Goal »
Rewrite the rows below with "source frame" changed to "input image" and everything else left the same. Leave the pictures out of your answer.

╭─ Given data

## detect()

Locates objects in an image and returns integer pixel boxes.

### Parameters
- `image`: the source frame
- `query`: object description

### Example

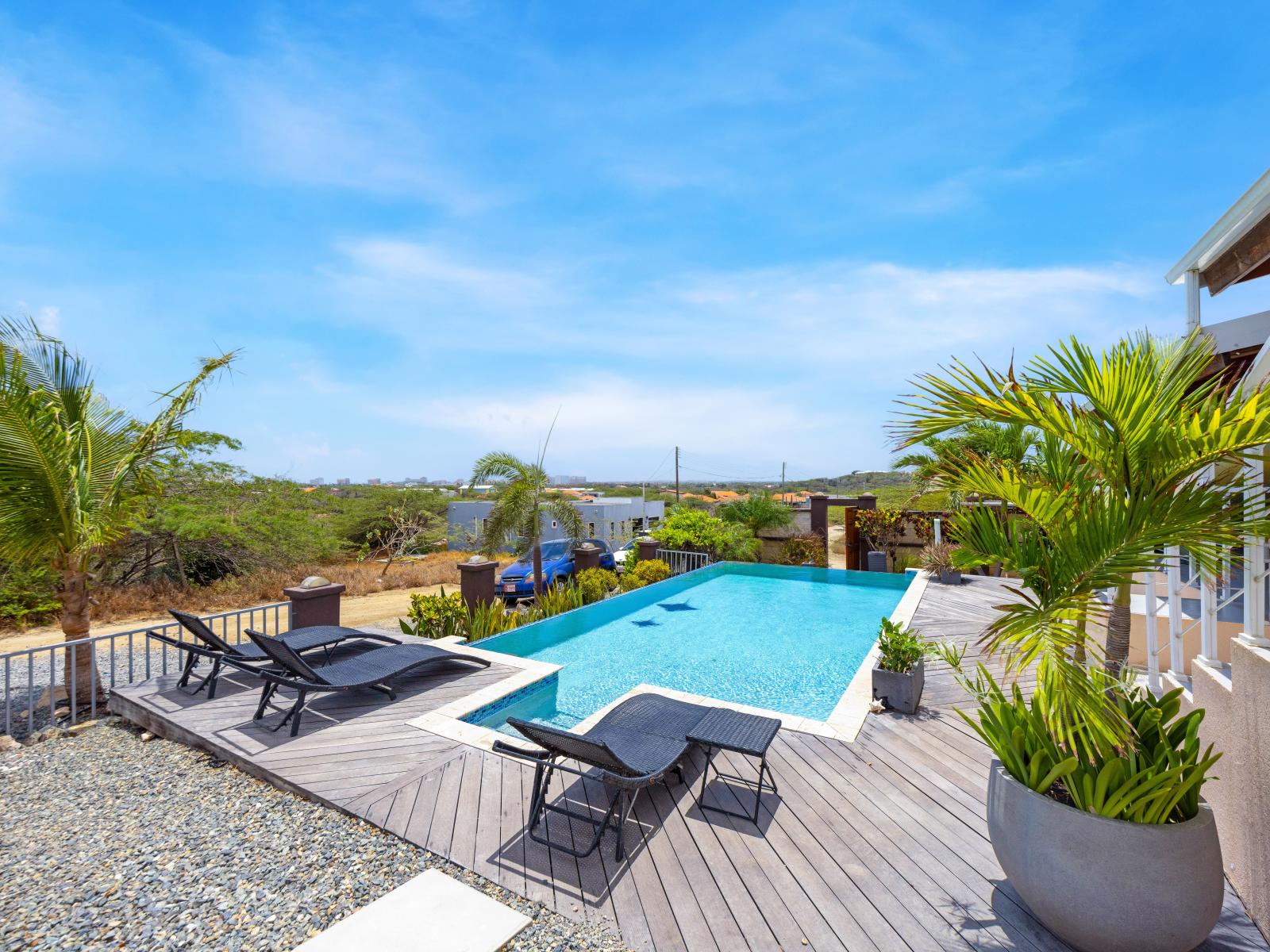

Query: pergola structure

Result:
[1163,170,1270,689]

╰─

Problem solution »
## detect()

Locates objects in an image and returns integer pixel boxes.

### Parameters
- `image`: the input image
- `query`: object description

### Example


Query: pergola structure

Result:
[1163,170,1270,689]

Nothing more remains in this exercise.